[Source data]
■ ■ ■

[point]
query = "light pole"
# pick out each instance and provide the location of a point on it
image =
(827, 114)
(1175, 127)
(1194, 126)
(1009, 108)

■ ■ ■

Task objective —
Can you write out every line of the records above again, requests included, but scale each point coordinate in the answers by 0.65 and round it to a whole number, with halves going up?

Response for this exercise —
[point]
query = "light pole"
# pick out each instance and provide the location of a point on it
image =
(538, 74)
(764, 83)
(776, 82)
(656, 70)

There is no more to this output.